> **Exercise description**
All the records that follow need to be reproduced exactly. Omit the images.

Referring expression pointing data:
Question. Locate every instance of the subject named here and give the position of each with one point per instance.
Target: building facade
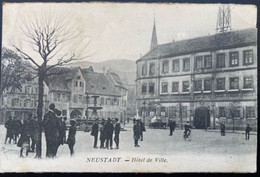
(205, 80)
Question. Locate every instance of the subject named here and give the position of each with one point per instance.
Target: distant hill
(125, 68)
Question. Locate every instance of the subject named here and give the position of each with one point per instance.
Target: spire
(154, 37)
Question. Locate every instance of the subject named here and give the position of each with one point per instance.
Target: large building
(205, 80)
(72, 91)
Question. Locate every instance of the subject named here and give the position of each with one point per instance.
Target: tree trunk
(39, 115)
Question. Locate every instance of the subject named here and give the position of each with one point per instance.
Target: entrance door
(202, 118)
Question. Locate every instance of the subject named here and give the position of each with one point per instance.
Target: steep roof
(115, 79)
(58, 81)
(97, 83)
(206, 43)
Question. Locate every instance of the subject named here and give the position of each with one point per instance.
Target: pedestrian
(102, 136)
(24, 140)
(109, 128)
(137, 132)
(248, 129)
(51, 125)
(117, 131)
(94, 132)
(63, 131)
(172, 125)
(9, 129)
(142, 130)
(222, 129)
(72, 136)
(32, 131)
(17, 124)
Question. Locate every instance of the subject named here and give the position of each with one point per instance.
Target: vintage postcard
(128, 87)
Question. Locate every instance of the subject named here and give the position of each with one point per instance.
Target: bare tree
(50, 40)
(13, 71)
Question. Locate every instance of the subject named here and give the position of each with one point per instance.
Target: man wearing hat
(94, 132)
(109, 128)
(51, 125)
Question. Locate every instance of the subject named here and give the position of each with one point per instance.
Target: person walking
(72, 136)
(32, 131)
(172, 125)
(24, 140)
(117, 131)
(137, 132)
(248, 129)
(51, 125)
(142, 130)
(63, 131)
(102, 136)
(109, 128)
(9, 129)
(94, 132)
(222, 129)
(17, 124)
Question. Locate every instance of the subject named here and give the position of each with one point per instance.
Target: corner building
(205, 80)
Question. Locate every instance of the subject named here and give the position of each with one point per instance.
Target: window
(152, 69)
(185, 86)
(175, 87)
(186, 64)
(165, 68)
(198, 85)
(233, 59)
(250, 111)
(207, 84)
(220, 84)
(151, 88)
(234, 83)
(164, 87)
(199, 62)
(248, 82)
(144, 89)
(144, 70)
(221, 60)
(221, 112)
(248, 57)
(176, 65)
(208, 61)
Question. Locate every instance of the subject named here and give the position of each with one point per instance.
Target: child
(24, 141)
(71, 137)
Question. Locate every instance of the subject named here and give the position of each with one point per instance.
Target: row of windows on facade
(28, 103)
(173, 111)
(220, 85)
(202, 62)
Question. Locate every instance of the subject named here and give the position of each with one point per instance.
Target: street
(207, 151)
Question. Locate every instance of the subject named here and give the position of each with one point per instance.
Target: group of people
(106, 129)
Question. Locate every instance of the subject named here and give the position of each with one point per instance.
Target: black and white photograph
(128, 87)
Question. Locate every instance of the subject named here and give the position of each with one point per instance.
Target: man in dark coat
(109, 128)
(117, 131)
(222, 129)
(51, 126)
(94, 132)
(32, 131)
(172, 125)
(17, 124)
(102, 136)
(9, 129)
(248, 129)
(137, 132)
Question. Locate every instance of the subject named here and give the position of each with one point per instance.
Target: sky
(123, 30)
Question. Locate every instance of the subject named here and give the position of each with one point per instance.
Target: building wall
(212, 99)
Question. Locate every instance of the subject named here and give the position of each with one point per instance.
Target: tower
(224, 19)
(154, 37)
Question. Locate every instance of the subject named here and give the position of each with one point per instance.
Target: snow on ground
(206, 152)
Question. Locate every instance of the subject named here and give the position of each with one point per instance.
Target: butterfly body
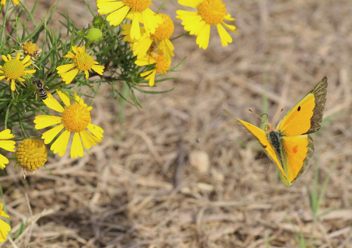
(289, 145)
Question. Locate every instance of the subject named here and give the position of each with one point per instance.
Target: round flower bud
(98, 22)
(94, 34)
(81, 33)
(31, 154)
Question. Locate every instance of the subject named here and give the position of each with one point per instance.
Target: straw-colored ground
(149, 185)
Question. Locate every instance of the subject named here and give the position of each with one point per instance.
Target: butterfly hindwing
(263, 140)
(306, 115)
(297, 151)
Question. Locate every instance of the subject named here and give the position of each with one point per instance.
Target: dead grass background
(141, 190)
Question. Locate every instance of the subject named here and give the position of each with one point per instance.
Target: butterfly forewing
(306, 115)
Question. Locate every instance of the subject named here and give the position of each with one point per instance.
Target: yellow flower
(31, 49)
(3, 2)
(162, 64)
(136, 10)
(75, 118)
(159, 40)
(31, 154)
(82, 61)
(210, 13)
(15, 68)
(6, 144)
(4, 227)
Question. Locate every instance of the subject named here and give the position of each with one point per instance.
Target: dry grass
(139, 189)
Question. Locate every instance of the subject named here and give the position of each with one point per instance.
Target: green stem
(165, 1)
(122, 102)
(7, 114)
(180, 36)
(122, 107)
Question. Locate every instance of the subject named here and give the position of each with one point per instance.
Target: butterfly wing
(263, 140)
(305, 117)
(298, 151)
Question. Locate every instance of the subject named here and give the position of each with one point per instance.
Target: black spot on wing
(319, 92)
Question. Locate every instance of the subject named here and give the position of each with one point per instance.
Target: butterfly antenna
(276, 116)
(259, 116)
(228, 113)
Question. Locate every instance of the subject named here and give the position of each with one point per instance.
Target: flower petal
(8, 145)
(6, 134)
(60, 145)
(232, 28)
(224, 35)
(52, 103)
(136, 30)
(64, 68)
(228, 17)
(117, 17)
(4, 229)
(151, 78)
(151, 21)
(88, 139)
(98, 69)
(3, 161)
(105, 7)
(190, 3)
(76, 147)
(69, 76)
(13, 85)
(203, 37)
(26, 59)
(43, 121)
(64, 98)
(96, 131)
(49, 135)
(69, 55)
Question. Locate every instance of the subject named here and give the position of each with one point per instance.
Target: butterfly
(289, 145)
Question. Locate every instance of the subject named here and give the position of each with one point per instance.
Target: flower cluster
(127, 46)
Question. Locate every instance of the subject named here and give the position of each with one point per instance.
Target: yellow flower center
(14, 69)
(83, 61)
(164, 30)
(31, 48)
(31, 154)
(137, 5)
(76, 117)
(162, 64)
(212, 11)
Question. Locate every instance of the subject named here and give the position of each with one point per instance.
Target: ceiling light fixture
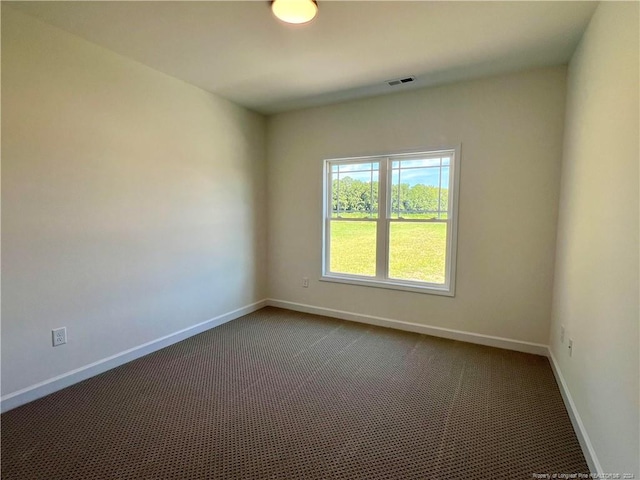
(294, 11)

> **Answer below**
Question. Locate every instance of the subject named here and give the position of each with one point per instance.
Target: building facade
(205, 80)
Question. Locate every instance of the subject named here and give the position of each with one point per instance.
Target: distant hill
(125, 68)
Question. Locate every instance of the subject named here and give the position of each with one point per instance.
Target: spire
(154, 37)
Question. Locate every instance of the subject named here and give the position of each with one point per instance.
Target: large building
(205, 80)
(72, 91)
Question. Locate every instance of the subject named here and give the position of each with one point per instance.
Target: tree trunk
(39, 115)
Question. Locate every instance of the subject named here and give the position of each with one point per instance.
Target: entrance door
(202, 118)
Question. Locate every instance of the subject named here and give the position of each with one point per instance.
Target: steep roof
(115, 79)
(58, 81)
(97, 83)
(206, 43)
Question. Locate every instance of the subject named here and give the position of each with one point per instance.
Target: pedestrian
(102, 136)
(24, 140)
(109, 128)
(137, 132)
(248, 129)
(51, 125)
(117, 131)
(94, 132)
(63, 131)
(172, 125)
(9, 129)
(142, 130)
(222, 129)
(72, 136)
(32, 131)
(17, 124)
Question. Locate every instance of the subject named here and give the position of each with one point per instance.
Target: vintage postcard
(128, 87)
Question. Locate every instance of the subject named here and give the position of each with one point per instance.
Target: bare tree
(50, 40)
(13, 71)
Question. Locate every instance of the subject named here and give the position of each with one point per instance.
Target: man wearing hat
(94, 132)
(109, 128)
(51, 125)
Question. Locate every instance of the subject named here and give the position of each with one point per instance.
Target: person walking
(72, 136)
(32, 131)
(172, 125)
(24, 140)
(117, 131)
(137, 132)
(248, 129)
(51, 125)
(142, 130)
(63, 131)
(102, 136)
(109, 128)
(9, 129)
(94, 132)
(222, 129)
(17, 124)
Question. Locate every instance of the subject named here and give the position of each with one point per instance.
Target: corner building
(205, 80)
Question. Locate every instance of the subject named here and give the position of each with one point per instance.
Target: window
(152, 69)
(185, 86)
(175, 87)
(186, 64)
(165, 68)
(198, 85)
(233, 59)
(250, 111)
(207, 84)
(220, 84)
(151, 88)
(234, 83)
(164, 87)
(199, 62)
(248, 82)
(144, 89)
(144, 70)
(221, 60)
(221, 112)
(248, 57)
(176, 65)
(208, 61)
Question. Locate every instance of the subject named here and give the position of each with one point per instance.
Target: child
(24, 141)
(71, 137)
Question. Locate every instance of the subject named here and give the position of each with one point per instance.
Target: row of windows on facade
(28, 103)
(173, 111)
(220, 85)
(202, 62)
Question. Locate every instance of the subject named here and give the position of each with one point per instance.
Target: street
(207, 151)
Question. Locate every instance of the subject named here and give the position of each with one point per instance.
Target: group of people
(106, 129)
Question. Locate every instance of the subject named here and give the position of each with one point per instance.
Target: black and white photograph
(128, 87)
Question. Locate every instance of the subject named here and give the position of each with one point per instance.
Target: man in dark coat
(109, 128)
(117, 131)
(222, 129)
(51, 126)
(94, 132)
(32, 131)
(172, 125)
(17, 124)
(102, 136)
(9, 129)
(248, 129)
(137, 132)
Question. Locate every instance of the subject named here and give the position of each with one point per instance.
Target: sky
(123, 30)
Question. Locate every instance of the subject named here and give the position of each with one point per instance.
Target: building wall
(212, 99)
Question. Locate every instance of the subject named here and give the position of each with one point per instance.
Target: tower
(224, 19)
(154, 37)
Question. Locate every instance of the subject named here and give the position of each with one point per instance.
Target: snow on ground
(206, 152)
Question. Locate every instance of the subject named here and give the position of each with one point per instance.
Target: butterfly body
(289, 145)
Question. Locate every instance of the subject named here and give the position of each with one point per instance.
Target: round flower bud
(98, 22)
(94, 34)
(81, 33)
(31, 154)
Question. Locate every instance of the subject named here and give the position of each with one point per instance.
Target: straw-colored ground
(149, 185)
Question. Locate every instance of the subject named here and give the position of each with one point per instance.
Target: butterfly hindwing
(263, 140)
(306, 115)
(297, 151)
Question. Locate every instance of the subject named here and give the position of each with one point per instance.
Target: dead grass background
(141, 190)
Question. Locate every instance of the subject named here and give the position of each with one point per instance.
Target: butterfly forewing
(306, 115)
Question. Locate every instance of the subject named here and give the position of each with one point per instance.
Target: yellow flower
(31, 49)
(3, 2)
(162, 64)
(136, 10)
(75, 118)
(159, 40)
(31, 154)
(82, 61)
(210, 13)
(15, 68)
(6, 144)
(4, 227)
Question. Locate every instance of the subject named here and give the position of each with one point per instance.
Target: dry grass
(139, 189)
Question. Locate every instance of the subject named here and give the position of each with one point per instance.
Target: green stem
(165, 1)
(122, 102)
(7, 114)
(180, 36)
(122, 107)
Question. Locate every instance of the subject named here and give the position of each with one point per instance.
Target: butterfly wing
(263, 140)
(305, 117)
(298, 151)
Question. Locate every instance of the subject named here and give the position of each with one point per instance.
Target: black spot on wing
(319, 92)
Question. Locate every instance of the subject named here and give the position of each with one point per instance.
Target: butterfly antenna
(276, 116)
(259, 116)
(228, 113)
Question. Locate every instance of the subject named here and give the position of each with one point per instance.
Target: flower petal
(8, 145)
(6, 134)
(60, 145)
(232, 28)
(224, 35)
(52, 103)
(136, 30)
(64, 68)
(228, 17)
(117, 17)
(4, 229)
(151, 78)
(151, 21)
(88, 139)
(98, 69)
(3, 161)
(105, 7)
(190, 3)
(76, 147)
(69, 76)
(13, 85)
(203, 37)
(26, 59)
(43, 121)
(64, 98)
(96, 131)
(49, 135)
(69, 55)
Question. Locate every instance of the subject named here and give the position of each with one point per instance.
Target: butterfly
(289, 145)
Question. Locate every instance of the subject named here and give the position of each with one point per instance.
Target: flower cluster
(127, 46)
Question. Locate every instance of the subject named here and give the position of each with one point per instance.
Target: yellow flower center
(14, 69)
(83, 61)
(164, 30)
(31, 48)
(31, 154)
(137, 5)
(76, 117)
(162, 64)
(212, 11)
Question. Locate every instance of the subject named here and give the position of each with one point per instance.
Target: ceiling light fixture
(294, 11)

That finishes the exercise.